• _Problem_: Drop every image and restate the entries below word for word.

• _Material shown_:
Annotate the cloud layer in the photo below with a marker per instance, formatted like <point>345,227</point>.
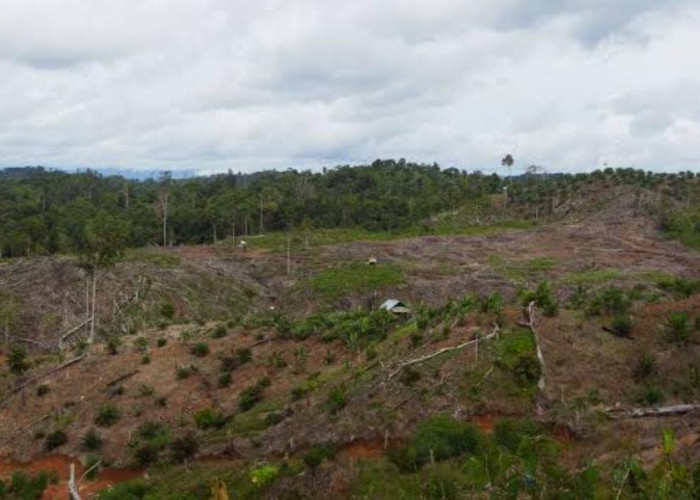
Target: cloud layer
<point>216,84</point>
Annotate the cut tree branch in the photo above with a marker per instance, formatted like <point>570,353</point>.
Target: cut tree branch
<point>431,355</point>
<point>660,411</point>
<point>541,384</point>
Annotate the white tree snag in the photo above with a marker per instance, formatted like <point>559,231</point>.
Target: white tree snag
<point>660,411</point>
<point>541,384</point>
<point>431,355</point>
<point>73,493</point>
<point>48,374</point>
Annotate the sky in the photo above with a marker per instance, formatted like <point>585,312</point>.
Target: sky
<point>209,85</point>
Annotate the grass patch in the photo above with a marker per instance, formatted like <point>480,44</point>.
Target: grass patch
<point>593,276</point>
<point>337,282</point>
<point>518,271</point>
<point>160,259</point>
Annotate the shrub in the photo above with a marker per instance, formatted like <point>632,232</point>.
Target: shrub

• _Answer box_:
Annotate the cloud layer in the photo below with a marker per instance, formatted like <point>345,227</point>.
Target: cloud layer
<point>216,84</point>
Annotate the cut tree branch in the photo above with a marker per instance, formatted like <point>570,353</point>.
Target: cut tree branch
<point>431,355</point>
<point>660,411</point>
<point>541,384</point>
Annotate the white tree snag in the photo above with a marker per instance, formatted like <point>559,231</point>.
Target: white tree snag
<point>660,411</point>
<point>541,384</point>
<point>431,355</point>
<point>73,493</point>
<point>48,374</point>
Annotate the sky in the photo above with a marker per instance, formatted like <point>585,312</point>.
Target: sky
<point>209,85</point>
Annotate the grass patch in the photo above with a marker per instance, formatted like <point>480,44</point>.
Target: grass patch
<point>593,276</point>
<point>337,282</point>
<point>518,271</point>
<point>160,259</point>
Annotate the shrub in the photo above with a marker per instance, formatted like <point>632,232</point>.
Target: shrub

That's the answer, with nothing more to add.